* DATA IN THIS EXERCISE
>>>

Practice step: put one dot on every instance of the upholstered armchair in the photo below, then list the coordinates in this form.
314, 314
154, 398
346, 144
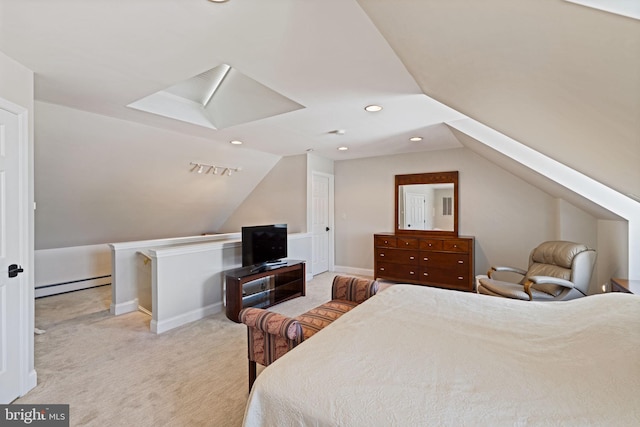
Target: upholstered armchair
558, 270
271, 335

<<<

* PROBLEM TO SOLVE
From the first record above to the last, output each one exactly and omit the pictures.

* EXERCISE SOLUTION
Practice step: put one dot on every instance of the upholstered armchair in the photo below, then list the coordinates in this form.
314, 314
154, 398
346, 144
Target: upholstered armchair
558, 270
271, 335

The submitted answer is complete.